### Exercise data
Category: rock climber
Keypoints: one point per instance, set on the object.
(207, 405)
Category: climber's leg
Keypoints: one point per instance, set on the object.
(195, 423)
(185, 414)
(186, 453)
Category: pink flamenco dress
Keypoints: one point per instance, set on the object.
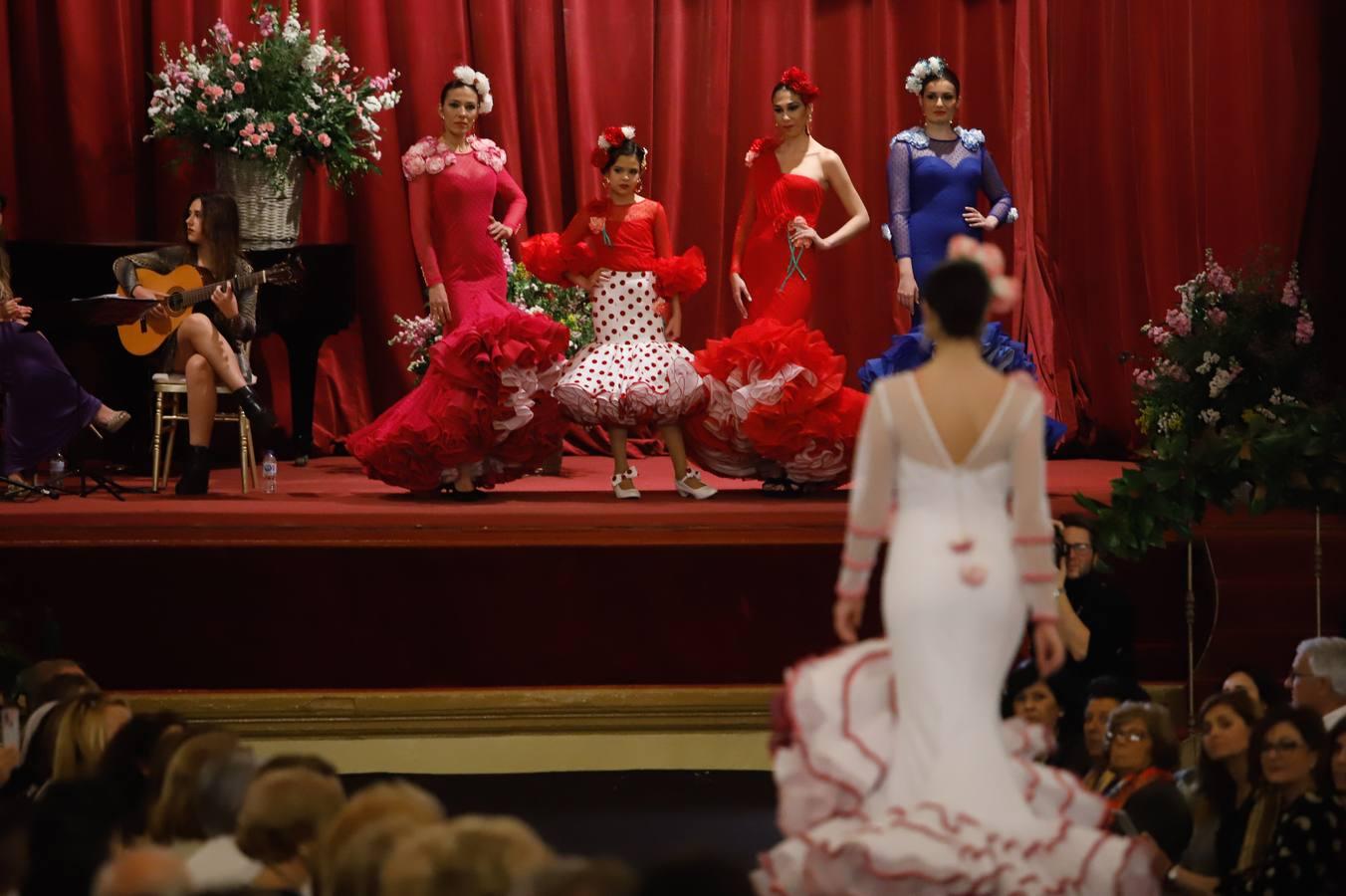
(486, 397)
(777, 409)
(894, 772)
(630, 375)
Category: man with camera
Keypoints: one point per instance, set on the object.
(1097, 623)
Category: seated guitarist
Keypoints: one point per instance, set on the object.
(207, 347)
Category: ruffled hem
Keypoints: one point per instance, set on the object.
(548, 259)
(841, 713)
(680, 275)
(485, 401)
(776, 406)
(631, 383)
(911, 348)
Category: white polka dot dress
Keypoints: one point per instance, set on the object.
(630, 374)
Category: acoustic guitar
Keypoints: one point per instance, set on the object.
(186, 288)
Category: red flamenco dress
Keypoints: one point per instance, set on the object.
(777, 408)
(486, 397)
(630, 375)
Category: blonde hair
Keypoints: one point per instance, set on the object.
(351, 850)
(83, 736)
(284, 810)
(466, 856)
(174, 815)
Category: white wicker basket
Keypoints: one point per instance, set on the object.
(268, 218)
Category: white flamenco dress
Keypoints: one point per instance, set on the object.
(901, 777)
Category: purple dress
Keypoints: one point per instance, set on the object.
(43, 405)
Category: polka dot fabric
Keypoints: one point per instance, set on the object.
(630, 374)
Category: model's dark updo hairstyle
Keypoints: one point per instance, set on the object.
(959, 292)
(948, 75)
(625, 148)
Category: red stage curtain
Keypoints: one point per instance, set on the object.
(1134, 134)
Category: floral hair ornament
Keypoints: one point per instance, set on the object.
(928, 68)
(612, 136)
(477, 81)
(797, 81)
(1005, 290)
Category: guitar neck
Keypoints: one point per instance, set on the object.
(241, 283)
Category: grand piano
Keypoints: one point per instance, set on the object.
(47, 274)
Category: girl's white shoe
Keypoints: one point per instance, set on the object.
(630, 491)
(700, 493)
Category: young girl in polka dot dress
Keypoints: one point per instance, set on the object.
(633, 373)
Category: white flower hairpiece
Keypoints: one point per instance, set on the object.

### Instructions to follow
Within the material above, find the lines that contain the word "girl"; copy them.

### Answer section
Category: girl's white shoe
Category: young girl in polka dot dress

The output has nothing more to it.